• STATED PROBLEM:
Render the records from the line with "Where can the smoke" up to and including the line with "<point>214,151</point>" as a Markdown table, with a Row column holding each line's number and a Text column holding the line itself. Leave out blank lines.

==============================

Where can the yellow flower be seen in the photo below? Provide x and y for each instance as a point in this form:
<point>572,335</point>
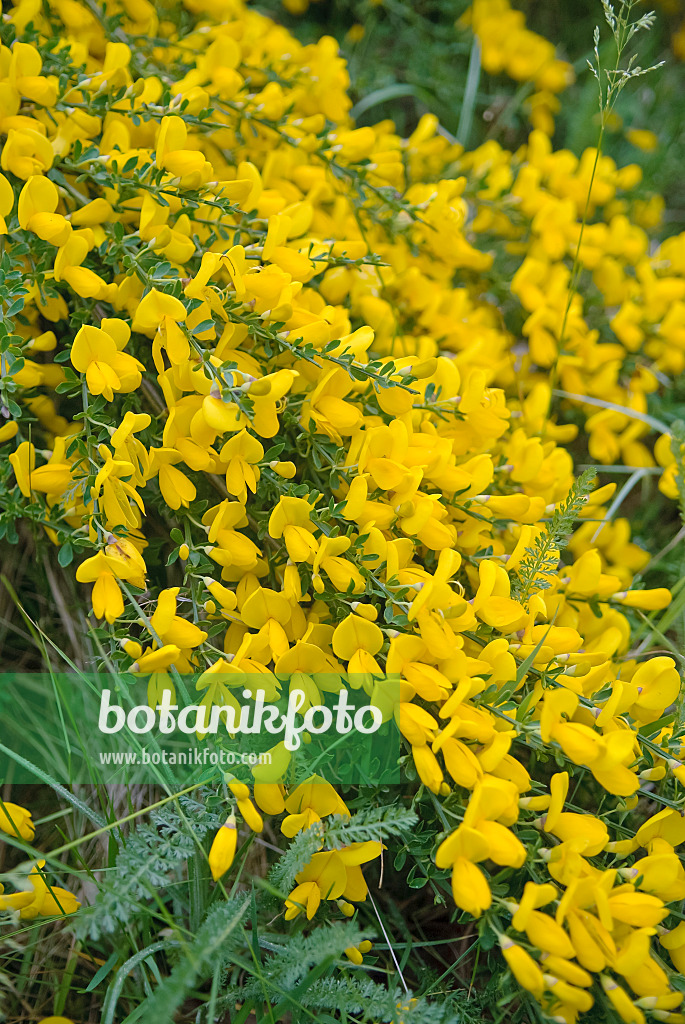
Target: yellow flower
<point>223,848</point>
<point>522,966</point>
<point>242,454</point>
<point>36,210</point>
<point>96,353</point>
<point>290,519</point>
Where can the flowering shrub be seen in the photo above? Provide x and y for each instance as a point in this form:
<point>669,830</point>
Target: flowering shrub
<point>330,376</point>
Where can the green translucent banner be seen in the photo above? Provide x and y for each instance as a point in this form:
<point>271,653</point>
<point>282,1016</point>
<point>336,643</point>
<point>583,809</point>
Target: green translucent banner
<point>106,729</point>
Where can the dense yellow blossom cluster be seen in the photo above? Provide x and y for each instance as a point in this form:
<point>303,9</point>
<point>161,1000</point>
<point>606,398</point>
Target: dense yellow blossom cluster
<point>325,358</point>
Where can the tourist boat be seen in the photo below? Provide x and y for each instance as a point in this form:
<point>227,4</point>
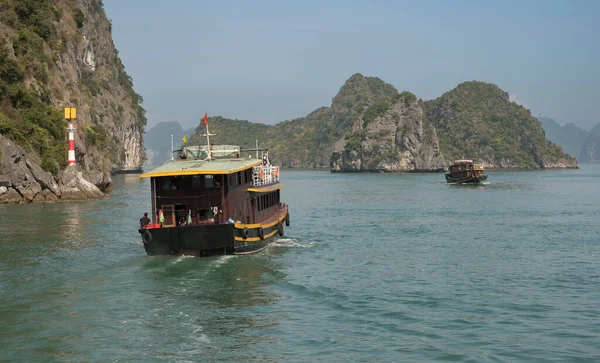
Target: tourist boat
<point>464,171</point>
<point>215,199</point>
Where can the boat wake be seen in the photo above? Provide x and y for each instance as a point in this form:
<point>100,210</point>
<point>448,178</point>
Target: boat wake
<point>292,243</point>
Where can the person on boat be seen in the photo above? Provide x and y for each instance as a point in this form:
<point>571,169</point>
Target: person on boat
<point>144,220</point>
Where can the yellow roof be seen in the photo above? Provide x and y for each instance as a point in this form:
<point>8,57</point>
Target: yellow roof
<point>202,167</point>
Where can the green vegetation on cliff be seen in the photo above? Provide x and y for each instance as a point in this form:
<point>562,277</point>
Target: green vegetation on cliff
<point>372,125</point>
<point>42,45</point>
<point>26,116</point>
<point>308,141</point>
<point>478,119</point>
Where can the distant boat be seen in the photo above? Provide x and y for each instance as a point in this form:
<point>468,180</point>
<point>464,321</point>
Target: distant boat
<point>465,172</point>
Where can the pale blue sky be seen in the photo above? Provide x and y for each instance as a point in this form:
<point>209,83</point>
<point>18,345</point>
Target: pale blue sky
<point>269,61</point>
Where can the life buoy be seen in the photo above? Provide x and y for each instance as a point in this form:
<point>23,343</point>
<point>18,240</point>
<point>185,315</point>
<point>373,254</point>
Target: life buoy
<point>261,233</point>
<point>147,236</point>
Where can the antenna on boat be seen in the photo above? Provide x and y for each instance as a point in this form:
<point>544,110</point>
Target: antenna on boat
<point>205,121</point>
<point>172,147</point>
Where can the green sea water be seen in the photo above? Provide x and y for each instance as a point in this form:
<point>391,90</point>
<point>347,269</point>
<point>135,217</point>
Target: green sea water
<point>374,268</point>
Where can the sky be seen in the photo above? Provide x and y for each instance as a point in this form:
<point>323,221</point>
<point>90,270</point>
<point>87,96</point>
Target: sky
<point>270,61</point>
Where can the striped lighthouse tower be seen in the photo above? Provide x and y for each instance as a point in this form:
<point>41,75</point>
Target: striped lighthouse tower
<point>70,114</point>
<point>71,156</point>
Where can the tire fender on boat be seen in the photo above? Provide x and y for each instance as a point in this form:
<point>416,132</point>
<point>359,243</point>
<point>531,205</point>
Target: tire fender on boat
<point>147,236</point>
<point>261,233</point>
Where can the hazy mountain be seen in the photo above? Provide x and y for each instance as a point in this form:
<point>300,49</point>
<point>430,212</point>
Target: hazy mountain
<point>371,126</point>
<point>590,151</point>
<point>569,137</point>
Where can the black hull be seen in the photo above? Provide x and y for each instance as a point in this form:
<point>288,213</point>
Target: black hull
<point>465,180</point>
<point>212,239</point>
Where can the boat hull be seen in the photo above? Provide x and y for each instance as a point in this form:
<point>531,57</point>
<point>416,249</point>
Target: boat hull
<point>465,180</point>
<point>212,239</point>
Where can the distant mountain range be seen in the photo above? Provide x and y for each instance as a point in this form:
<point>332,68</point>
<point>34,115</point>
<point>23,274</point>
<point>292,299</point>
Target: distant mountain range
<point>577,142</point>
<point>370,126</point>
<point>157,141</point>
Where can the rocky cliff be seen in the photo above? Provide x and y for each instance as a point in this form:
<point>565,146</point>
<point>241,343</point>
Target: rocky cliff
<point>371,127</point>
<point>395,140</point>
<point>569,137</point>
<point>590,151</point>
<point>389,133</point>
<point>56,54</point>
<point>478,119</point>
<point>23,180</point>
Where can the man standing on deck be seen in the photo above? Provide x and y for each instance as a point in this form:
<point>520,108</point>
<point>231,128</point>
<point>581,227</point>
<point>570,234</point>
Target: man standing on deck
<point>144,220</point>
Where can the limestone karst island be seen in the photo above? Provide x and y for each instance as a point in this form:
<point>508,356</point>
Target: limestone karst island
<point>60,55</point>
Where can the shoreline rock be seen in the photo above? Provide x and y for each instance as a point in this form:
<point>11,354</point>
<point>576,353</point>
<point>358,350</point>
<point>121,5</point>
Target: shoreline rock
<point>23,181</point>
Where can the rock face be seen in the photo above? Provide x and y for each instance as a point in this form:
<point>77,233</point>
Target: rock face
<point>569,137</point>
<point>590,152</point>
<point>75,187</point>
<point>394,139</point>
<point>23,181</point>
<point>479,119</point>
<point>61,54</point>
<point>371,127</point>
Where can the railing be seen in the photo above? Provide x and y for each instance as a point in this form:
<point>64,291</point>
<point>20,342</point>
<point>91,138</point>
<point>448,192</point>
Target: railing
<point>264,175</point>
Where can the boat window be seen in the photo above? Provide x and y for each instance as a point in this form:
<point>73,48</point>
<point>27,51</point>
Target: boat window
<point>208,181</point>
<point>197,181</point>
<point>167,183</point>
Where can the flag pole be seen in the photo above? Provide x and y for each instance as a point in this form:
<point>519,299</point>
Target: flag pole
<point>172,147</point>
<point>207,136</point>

==============================

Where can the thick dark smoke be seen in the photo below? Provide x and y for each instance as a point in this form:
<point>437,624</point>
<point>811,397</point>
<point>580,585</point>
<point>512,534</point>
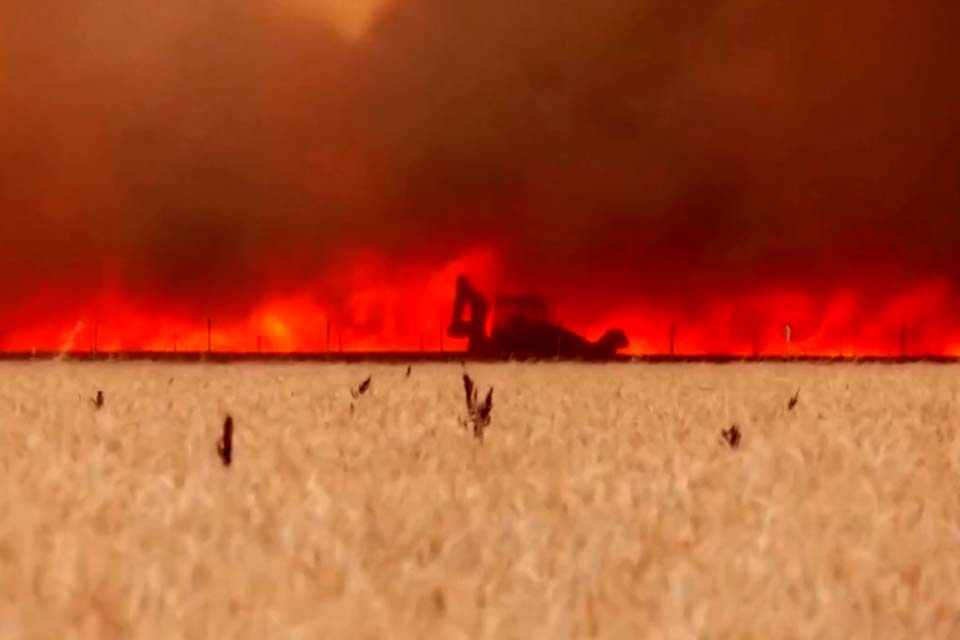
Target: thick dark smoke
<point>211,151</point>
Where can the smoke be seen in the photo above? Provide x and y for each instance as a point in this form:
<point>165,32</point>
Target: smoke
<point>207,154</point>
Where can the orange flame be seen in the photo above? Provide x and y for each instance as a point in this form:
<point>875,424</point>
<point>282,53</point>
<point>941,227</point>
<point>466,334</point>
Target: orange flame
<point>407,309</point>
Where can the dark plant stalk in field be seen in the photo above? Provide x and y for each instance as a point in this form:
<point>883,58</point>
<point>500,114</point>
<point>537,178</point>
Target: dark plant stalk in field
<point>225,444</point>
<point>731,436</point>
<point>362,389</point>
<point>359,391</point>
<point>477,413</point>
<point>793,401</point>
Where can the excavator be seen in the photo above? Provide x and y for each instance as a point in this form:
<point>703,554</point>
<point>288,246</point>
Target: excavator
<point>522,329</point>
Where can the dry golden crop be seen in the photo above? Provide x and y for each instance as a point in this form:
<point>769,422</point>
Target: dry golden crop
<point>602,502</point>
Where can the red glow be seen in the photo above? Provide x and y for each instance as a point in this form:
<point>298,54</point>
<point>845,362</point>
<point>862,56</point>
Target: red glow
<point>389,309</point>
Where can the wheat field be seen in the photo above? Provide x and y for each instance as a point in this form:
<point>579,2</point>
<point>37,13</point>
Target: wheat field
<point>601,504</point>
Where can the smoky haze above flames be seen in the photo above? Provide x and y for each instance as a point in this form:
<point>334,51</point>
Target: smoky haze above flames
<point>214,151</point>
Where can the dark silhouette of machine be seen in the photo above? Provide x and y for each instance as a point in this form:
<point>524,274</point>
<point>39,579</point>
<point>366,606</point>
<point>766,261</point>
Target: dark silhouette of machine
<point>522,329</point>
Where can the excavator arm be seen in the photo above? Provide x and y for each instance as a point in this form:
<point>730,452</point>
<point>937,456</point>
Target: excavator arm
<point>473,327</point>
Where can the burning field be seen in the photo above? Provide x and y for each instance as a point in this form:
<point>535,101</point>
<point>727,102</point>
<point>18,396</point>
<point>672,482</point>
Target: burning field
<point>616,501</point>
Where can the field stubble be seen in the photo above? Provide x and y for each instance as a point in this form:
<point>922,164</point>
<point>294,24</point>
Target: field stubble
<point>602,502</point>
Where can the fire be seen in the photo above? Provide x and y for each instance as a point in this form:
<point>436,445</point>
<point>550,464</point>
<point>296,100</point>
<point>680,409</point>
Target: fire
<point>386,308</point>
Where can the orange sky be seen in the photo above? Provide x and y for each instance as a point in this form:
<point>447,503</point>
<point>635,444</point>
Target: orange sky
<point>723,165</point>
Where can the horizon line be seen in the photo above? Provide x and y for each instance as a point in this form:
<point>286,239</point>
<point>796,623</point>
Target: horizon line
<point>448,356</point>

==============================

• FULL ANSWER:
| Row | Text |
|---|---|
| 1 | Where can the smoke be seen in the photo above? Provide x and y for each instance as a point in this form: |
| 2 | <point>165,32</point> |
| 3 | Target: smoke |
| 4 | <point>207,154</point> |
| 5 | Where can the orange flame be seen in the photo above? Provide x and y for each instance as a point in this form: |
| 6 | <point>875,424</point> |
| 7 | <point>282,53</point> |
| 8 | <point>941,227</point> |
| 9 | <point>466,334</point> |
| 10 | Target: orange flame |
| 11 | <point>407,309</point> |
| 12 | Where can the dark plant stalk in field be seen in the photo above? Provide x and y for each instance as a point in this form: |
| 13 | <point>883,58</point> |
| 14 | <point>500,114</point> |
| 15 | <point>537,178</point> |
| 16 | Target: dark plant stalk in field |
| 17 | <point>225,444</point> |
| 18 | <point>731,436</point> |
| 19 | <point>362,389</point> |
| 20 | <point>359,391</point> |
| 21 | <point>477,413</point> |
| 22 | <point>793,401</point> |
| 23 | Where can the excavator be seen in the photo above? Provide x and y for each instance as a point in this form: |
| 24 | <point>703,554</point> |
| 25 | <point>288,246</point> |
| 26 | Target: excavator |
| 27 | <point>522,329</point> |
| 28 | Where can the dry golden crop be seen in the photo above? Provide x and y for each instance as a point in this form: |
| 29 | <point>769,422</point> |
| 30 | Target: dry golden crop |
| 31 | <point>602,502</point> |
| 32 | Where can the red glow be seen in the photo above? Provide x and y for each instance as a point in this form: |
| 33 | <point>298,54</point> |
| 34 | <point>845,362</point> |
| 35 | <point>862,56</point> |
| 36 | Target: red glow |
| 37 | <point>389,309</point> |
| 38 | Where can the wheat field be seen in the photo above? Provide x and y for each instance as a point in this form: |
| 39 | <point>579,2</point> |
| 40 | <point>37,13</point> |
| 41 | Target: wheat field |
| 42 | <point>601,504</point> |
| 43 | Where can the smoky haze above flames be seen in the photo above? Provide x and y for each instance as a point in this form: |
| 44 | <point>334,51</point> |
| 45 | Target: smoky haze above flames |
| 46 | <point>214,151</point> |